* _ページ抜粋_:
もちろん、iX xDrive50にもそれらは装備されています。画期的なのは、それらに加えて、ドアヒーターとアームレストヒーターなるものが装備されているのです。
ドアとアームレストの内張りの中にもヒーターが内蔵されていて、中から温めます。触っても暖かいですが、車内の空気を温めることによって寒い日でも乗員を快適にさせようという仕組みです。

実際にも、車内全体の空気がホンワカと柔らかく、ゆっくりと暖まっていく感じがとても心地良かったです。冷えがちな足元にも、温められた空気が循環するようにもできています。

シートヒーターやステアリングホイールヒーターなどは直接的に触れる下肢や背中、手の平などを温めますが、ドアヒーターやアームレストヒーターは、車内の空気を温めることで間接的に乗員を温めます。家庭で使う床暖房やオイルヒーターなどと同じ考え方です。

* _課題_:
本文のうち、「もちろん、iX xDrive」から「環するようにもできています。」までを、両端の語句も含めて一字一句違えずに書き写してください。 解答には本文のみを用いてください。

* _記録データ_:
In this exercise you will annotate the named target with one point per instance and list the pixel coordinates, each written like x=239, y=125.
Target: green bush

* _解答_:
もちろん、iX xDrive50にもそれらは装備されています。画期的なのは、それらに加えて、ドアヒーターとアームレストヒーターなるものが装備されているのです。
ドアとアームレストの内張りの中にもヒーターが内蔵されていて、中から温めます。触っても暖かいですが、車内の空気を温めることによって寒い日でも乗員を快適にさせようという仕組みです。

実際にも、車内全体の空気がホンワカと柔らかく、ゆっくりと暖まっていく感じがとても心地良かったです。冷えがちな足元にも、温められた空気が循環するようにもできています。